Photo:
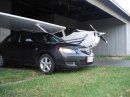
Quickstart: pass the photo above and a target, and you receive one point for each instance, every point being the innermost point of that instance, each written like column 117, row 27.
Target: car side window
column 50, row 38
column 13, row 38
column 25, row 38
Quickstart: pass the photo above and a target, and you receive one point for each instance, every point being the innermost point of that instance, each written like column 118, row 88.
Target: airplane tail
column 99, row 34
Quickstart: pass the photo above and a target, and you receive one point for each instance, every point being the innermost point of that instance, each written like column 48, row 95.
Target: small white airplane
column 87, row 39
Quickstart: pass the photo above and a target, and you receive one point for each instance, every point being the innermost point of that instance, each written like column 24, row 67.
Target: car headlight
column 66, row 50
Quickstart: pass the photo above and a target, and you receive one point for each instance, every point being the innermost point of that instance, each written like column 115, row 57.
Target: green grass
column 112, row 58
column 88, row 82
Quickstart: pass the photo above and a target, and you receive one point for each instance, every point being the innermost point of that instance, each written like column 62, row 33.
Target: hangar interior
column 76, row 14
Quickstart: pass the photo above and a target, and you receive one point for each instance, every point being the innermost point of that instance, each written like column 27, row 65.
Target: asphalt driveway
column 121, row 63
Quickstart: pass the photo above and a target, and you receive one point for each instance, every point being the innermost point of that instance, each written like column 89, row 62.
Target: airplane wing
column 15, row 22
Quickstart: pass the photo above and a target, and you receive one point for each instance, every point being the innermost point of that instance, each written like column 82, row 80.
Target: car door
column 10, row 48
column 28, row 49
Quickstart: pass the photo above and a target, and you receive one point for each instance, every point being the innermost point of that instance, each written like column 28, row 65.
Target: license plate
column 90, row 59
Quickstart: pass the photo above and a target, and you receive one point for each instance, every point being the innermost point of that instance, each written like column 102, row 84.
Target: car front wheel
column 46, row 64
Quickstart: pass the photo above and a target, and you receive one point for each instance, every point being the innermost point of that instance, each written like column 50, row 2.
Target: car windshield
column 43, row 37
column 52, row 39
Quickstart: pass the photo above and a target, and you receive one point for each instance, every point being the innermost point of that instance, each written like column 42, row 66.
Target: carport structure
column 104, row 15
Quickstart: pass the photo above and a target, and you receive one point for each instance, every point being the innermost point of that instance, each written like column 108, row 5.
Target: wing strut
column 38, row 25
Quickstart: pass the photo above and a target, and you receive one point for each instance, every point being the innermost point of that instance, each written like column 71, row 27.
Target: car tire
column 2, row 63
column 46, row 64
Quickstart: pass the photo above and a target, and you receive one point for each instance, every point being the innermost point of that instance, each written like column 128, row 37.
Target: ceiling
column 79, row 10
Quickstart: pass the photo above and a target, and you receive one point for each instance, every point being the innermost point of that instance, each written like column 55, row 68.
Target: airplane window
column 59, row 34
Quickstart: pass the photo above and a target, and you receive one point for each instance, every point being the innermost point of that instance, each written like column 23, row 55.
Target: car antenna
column 38, row 25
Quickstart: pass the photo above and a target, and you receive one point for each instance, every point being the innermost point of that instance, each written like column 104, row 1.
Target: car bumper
column 75, row 61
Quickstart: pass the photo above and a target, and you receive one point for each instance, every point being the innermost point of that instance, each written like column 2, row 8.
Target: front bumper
column 75, row 61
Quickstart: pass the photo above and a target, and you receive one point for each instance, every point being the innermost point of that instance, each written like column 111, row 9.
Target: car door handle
column 36, row 49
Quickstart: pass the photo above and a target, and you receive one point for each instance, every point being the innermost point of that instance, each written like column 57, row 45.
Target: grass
column 88, row 82
column 112, row 58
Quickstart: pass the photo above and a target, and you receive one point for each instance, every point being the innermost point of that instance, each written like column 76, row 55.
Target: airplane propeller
column 99, row 34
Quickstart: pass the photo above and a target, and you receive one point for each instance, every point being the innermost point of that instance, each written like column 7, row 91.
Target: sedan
column 46, row 51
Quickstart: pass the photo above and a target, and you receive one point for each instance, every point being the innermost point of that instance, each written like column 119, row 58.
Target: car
column 44, row 50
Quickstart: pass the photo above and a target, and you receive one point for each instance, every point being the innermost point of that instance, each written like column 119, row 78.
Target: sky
column 125, row 4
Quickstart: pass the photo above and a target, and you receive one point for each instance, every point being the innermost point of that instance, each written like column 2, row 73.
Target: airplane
column 87, row 39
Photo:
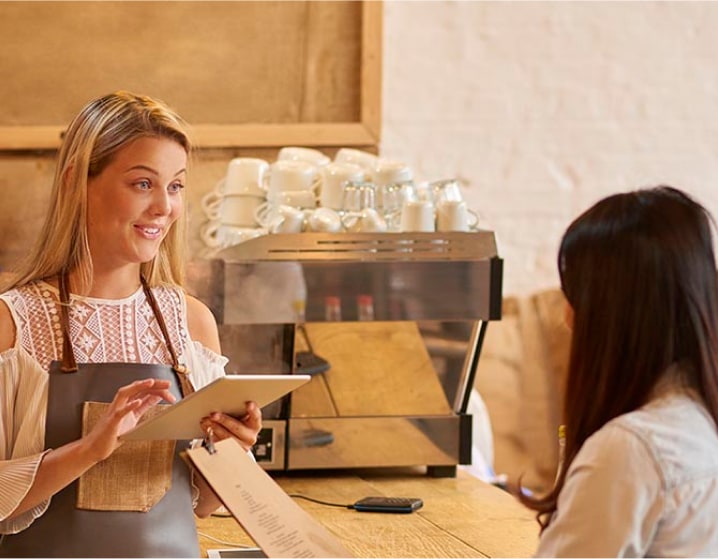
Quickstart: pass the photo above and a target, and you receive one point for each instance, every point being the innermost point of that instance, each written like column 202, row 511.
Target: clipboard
column 228, row 394
column 278, row 525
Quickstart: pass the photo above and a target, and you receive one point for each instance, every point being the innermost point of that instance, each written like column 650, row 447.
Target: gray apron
column 168, row 529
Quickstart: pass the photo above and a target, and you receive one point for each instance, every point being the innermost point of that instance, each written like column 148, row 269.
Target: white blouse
column 644, row 485
column 102, row 331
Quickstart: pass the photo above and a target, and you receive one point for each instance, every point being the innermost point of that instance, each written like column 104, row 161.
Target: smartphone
column 388, row 504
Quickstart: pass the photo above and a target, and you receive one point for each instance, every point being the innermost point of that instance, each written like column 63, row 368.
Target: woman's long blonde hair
column 102, row 128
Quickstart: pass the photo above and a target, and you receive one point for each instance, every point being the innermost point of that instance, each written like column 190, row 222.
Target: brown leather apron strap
column 177, row 367
column 69, row 365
....
Objective: Render the lines from the one containing "column 2, row 73." through the one containing "column 168, row 529" as a numbered list that includes both end lines, skips blank lines, and leaves out the pictures.

The output:
1. Quickstart: pass the photo above and a target, and you receive one point for each instance, every point being the innermost point of that instance, each written like column 2, row 73.
2. Target: airplane
3. column 87, row 39
4. Photo:
5. Quickstart: pass the photo above and a target, and you receive one point for each instance, every point being the innermost point of that instance, each written like column 202, row 511.
6. Target: clipboard
7. column 228, row 394
8. column 278, row 525
9. Quickstart: pass the photo above and a target, and you receive one point for each instance, every point being the innermost point of that instance, each written like column 650, row 447.
10. Target: gray apron
11. column 168, row 529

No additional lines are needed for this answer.